When a line of the material has the word "green" in it, copy that line.

═════ Raw data ═════

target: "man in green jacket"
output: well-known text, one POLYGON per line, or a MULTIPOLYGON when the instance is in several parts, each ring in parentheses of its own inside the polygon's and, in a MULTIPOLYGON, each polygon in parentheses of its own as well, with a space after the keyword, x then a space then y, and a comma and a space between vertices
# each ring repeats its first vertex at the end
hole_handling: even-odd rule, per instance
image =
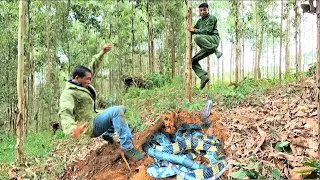
POLYGON ((92 71, 82 65, 77 66, 72 73, 72 80, 66 84, 60 97, 59 117, 64 134, 79 138, 82 134, 102 138, 113 143, 113 133, 120 139, 124 154, 133 159, 141 160, 144 155, 136 150, 132 144, 132 135, 125 122, 124 106, 113 106, 98 113, 95 108, 96 91, 91 78, 96 75, 103 60, 103 56, 110 51, 112 45, 105 44, 102 51, 93 56, 90 63, 92 71))
POLYGON ((187 30, 194 36, 194 41, 201 48, 201 50, 192 57, 192 69, 196 75, 201 79, 200 89, 203 89, 209 82, 207 72, 203 70, 199 61, 203 58, 215 53, 219 59, 222 53, 217 50, 219 46, 220 36, 217 29, 217 18, 209 14, 208 4, 202 3, 199 6, 199 19, 194 27, 187 26, 187 30))

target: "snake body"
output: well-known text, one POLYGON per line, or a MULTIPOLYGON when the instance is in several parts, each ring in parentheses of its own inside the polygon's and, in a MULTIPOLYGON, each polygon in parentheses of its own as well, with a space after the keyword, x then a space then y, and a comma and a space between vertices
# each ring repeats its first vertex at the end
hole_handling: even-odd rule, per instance
POLYGON ((212 101, 201 110, 202 125, 183 124, 175 135, 157 132, 147 138, 143 150, 155 160, 147 168, 147 173, 155 178, 177 175, 177 179, 216 179, 228 169, 230 161, 219 155, 222 145, 218 138, 201 133, 208 126, 212 101), (206 157, 210 166, 193 161, 198 155, 206 157))
MULTIPOLYGON (((182 127, 186 128, 187 125, 182 127)), ((182 133, 179 138, 173 139, 179 139, 179 141, 168 143, 169 138, 165 134, 156 133, 151 135, 143 145, 143 150, 155 159, 155 163, 147 169, 147 173, 152 177, 164 178, 178 175, 180 179, 216 179, 230 165, 225 156, 218 154, 221 143, 216 137, 203 135, 191 128, 182 133), (159 140, 161 139, 159 136, 165 140, 159 140), (193 161, 192 159, 197 155, 209 159, 210 166, 193 161)))

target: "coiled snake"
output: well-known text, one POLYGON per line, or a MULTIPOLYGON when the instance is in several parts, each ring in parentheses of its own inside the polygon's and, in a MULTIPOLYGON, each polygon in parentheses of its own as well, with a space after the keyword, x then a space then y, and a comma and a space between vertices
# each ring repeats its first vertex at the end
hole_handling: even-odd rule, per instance
POLYGON ((209 100, 200 111, 204 124, 184 124, 174 135, 157 132, 148 137, 143 150, 155 160, 150 164, 147 173, 155 178, 177 175, 177 179, 216 179, 230 166, 225 156, 219 155, 221 142, 218 138, 201 133, 208 126, 208 117, 212 107, 209 100), (206 157, 210 166, 193 161, 198 155, 206 157))

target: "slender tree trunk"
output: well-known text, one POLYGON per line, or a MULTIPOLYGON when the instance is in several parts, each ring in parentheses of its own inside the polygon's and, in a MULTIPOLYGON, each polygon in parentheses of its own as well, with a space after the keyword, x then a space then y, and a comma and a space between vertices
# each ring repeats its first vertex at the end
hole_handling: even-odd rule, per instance
MULTIPOLYGON (((299 33, 298 33, 298 36, 299 36, 299 49, 298 49, 298 69, 299 69, 299 72, 301 72, 301 56, 302 56, 302 49, 301 49, 301 14, 300 14, 300 17, 299 17, 299 33)), ((304 70, 304 68, 302 69, 302 71, 304 70)))
MULTIPOLYGON (((69 17, 70 7, 71 7, 71 0, 68 0, 67 15, 66 15, 66 20, 67 20, 66 29, 69 29, 68 17, 69 17)), ((67 32, 68 75, 71 76, 70 41, 69 41, 69 35, 68 35, 69 33, 68 33, 68 30, 67 30, 66 32, 67 32)))
MULTIPOLYGON (((221 40, 221 52, 223 53, 223 41, 221 40)), ((221 57, 221 80, 224 81, 224 57, 221 57)))
POLYGON ((299 80, 299 73, 301 72, 301 41, 300 41, 300 23, 301 23, 301 15, 298 12, 299 2, 295 1, 294 11, 295 11, 295 45, 296 45, 296 77, 299 80))
POLYGON ((244 79, 244 48, 245 48, 245 40, 244 40, 244 37, 242 37, 242 79, 244 79))
MULTIPOLYGON (((258 1, 256 1, 256 3, 255 3, 255 13, 258 14, 258 1)), ((256 18, 255 18, 255 33, 256 33, 256 36, 255 36, 255 55, 254 55, 254 73, 253 73, 254 79, 258 79, 258 67, 259 67, 258 66, 258 49, 259 49, 258 25, 259 25, 258 16, 256 15, 256 18)))
MULTIPOLYGON (((317 64, 318 64, 318 73, 317 73, 317 82, 318 82, 318 118, 320 117, 320 0, 317 0, 317 64)), ((318 121, 318 127, 320 127, 320 121, 318 121)), ((318 137, 318 155, 320 155, 320 137, 318 137)))
POLYGON ((257 66, 256 66, 258 79, 261 79, 260 62, 261 62, 262 45, 263 45, 263 33, 264 33, 264 25, 261 23, 261 35, 260 35, 260 42, 259 42, 259 49, 258 49, 258 59, 257 59, 257 66))
POLYGON ((166 5, 166 0, 162 0, 162 6, 163 6, 163 18, 164 18, 164 46, 163 46, 163 62, 161 63, 160 62, 160 67, 164 67, 165 69, 165 72, 166 69, 168 69, 168 66, 169 65, 169 56, 168 56, 168 47, 169 47, 169 36, 168 36, 168 19, 167 19, 167 5, 166 5))
POLYGON ((279 80, 281 83, 281 62, 282 62, 282 24, 283 24, 283 0, 281 0, 281 17, 280 17, 280 56, 279 56, 279 80))
POLYGON ((269 34, 267 33, 267 78, 269 78, 269 34))
POLYGON ((30 117, 31 117, 31 109, 32 109, 32 102, 31 101, 31 82, 30 82, 30 74, 32 72, 30 72, 30 69, 31 69, 31 15, 30 15, 30 6, 31 6, 31 0, 28 0, 28 4, 27 4, 27 16, 28 16, 28 55, 27 55, 27 69, 29 69, 29 72, 28 72, 28 80, 27 80, 27 93, 26 94, 26 100, 25 100, 25 127, 24 129, 26 130, 25 131, 25 134, 28 134, 28 126, 29 126, 29 123, 31 122, 30 121, 30 117))
POLYGON ((150 14, 150 7, 151 7, 150 0, 147 0, 149 68, 150 68, 150 72, 155 72, 153 27, 152 27, 152 18, 151 18, 151 14, 150 14))
MULTIPOLYGON (((207 57, 207 73, 208 73, 208 77, 209 77, 209 79, 210 79, 210 77, 211 77, 211 71, 210 71, 211 69, 210 69, 210 56, 208 56, 207 57)), ((208 89, 210 89, 210 84, 211 83, 207 83, 207 88, 208 89)), ((212 78, 212 84, 213 84, 213 78, 212 78)))
POLYGON ((132 70, 133 70, 133 74, 135 74, 135 67, 134 67, 134 61, 133 61, 133 55, 134 55, 134 26, 133 26, 133 18, 135 17, 135 12, 134 12, 134 6, 133 3, 131 4, 131 66, 132 66, 132 70))
POLYGON ((113 75, 113 70, 112 68, 109 69, 109 95, 112 95, 112 75, 113 75))
POLYGON ((51 82, 51 74, 52 74, 52 62, 51 62, 51 49, 50 49, 50 3, 46 0, 46 47, 47 47, 47 64, 46 64, 46 82, 50 84, 51 82))
POLYGON ((233 59, 233 48, 231 45, 231 50, 230 50, 231 56, 230 56, 230 82, 232 82, 232 59, 233 59))
POLYGON ((171 56, 172 56, 171 70, 172 70, 172 78, 174 78, 174 76, 176 75, 176 43, 175 43, 176 38, 174 38, 175 37, 175 30, 174 29, 172 30, 172 35, 173 35, 173 38, 172 38, 172 50, 171 50, 171 56))
MULTIPOLYGON (((192 24, 192 7, 188 0, 185 0, 186 6, 188 8, 187 16, 186 16, 186 25, 192 24)), ((189 102, 191 102, 191 32, 186 30, 186 62, 185 62, 185 89, 186 89, 186 97, 189 102)))
MULTIPOLYGON (((289 10, 287 10, 289 13, 289 10)), ((285 54, 285 72, 288 74, 290 72, 290 15, 287 18, 287 29, 286 29, 286 54, 285 54)))
MULTIPOLYGON (((220 58, 219 59, 217 59, 217 83, 219 83, 219 81, 220 81, 220 58)), ((213 73, 214 73, 214 71, 213 71, 213 73)))
MULTIPOLYGON (((273 29, 272 29, 273 34, 273 29)), ((276 52, 274 49, 274 36, 272 35, 272 52, 273 52, 273 77, 276 77, 276 52)))
POLYGON ((23 92, 23 66, 24 66, 24 1, 19 2, 19 26, 18 26, 18 69, 17 69, 17 93, 18 93, 18 116, 17 116, 17 144, 16 144, 16 160, 23 161, 24 152, 24 92, 23 92))
POLYGON ((233 2, 235 9, 235 33, 236 33, 236 69, 235 69, 235 83, 239 82, 239 62, 240 62, 240 25, 239 25, 239 0, 233 2))

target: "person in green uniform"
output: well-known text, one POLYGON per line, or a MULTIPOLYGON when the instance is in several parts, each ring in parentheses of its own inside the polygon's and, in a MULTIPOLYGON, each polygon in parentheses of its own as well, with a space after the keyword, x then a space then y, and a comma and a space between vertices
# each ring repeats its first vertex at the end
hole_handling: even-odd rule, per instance
POLYGON ((194 37, 195 43, 200 47, 200 51, 192 57, 192 69, 196 75, 201 79, 200 89, 203 89, 209 82, 207 72, 202 69, 199 61, 209 55, 215 53, 219 59, 222 52, 218 51, 220 36, 217 29, 217 18, 209 14, 207 3, 202 3, 199 6, 199 19, 195 26, 188 25, 187 30, 190 31, 194 37))
POLYGON ((59 118, 64 134, 79 138, 82 134, 102 138, 113 143, 113 134, 119 136, 120 146, 124 154, 135 160, 144 158, 144 154, 135 149, 132 135, 124 119, 126 108, 113 106, 98 112, 95 107, 97 93, 90 84, 91 78, 99 71, 103 56, 112 48, 105 44, 99 54, 94 55, 89 68, 78 65, 72 72, 72 79, 66 82, 59 104, 59 118))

═════

» Output of the exercise
target: "man in green jacket"
target: "person in green uniform"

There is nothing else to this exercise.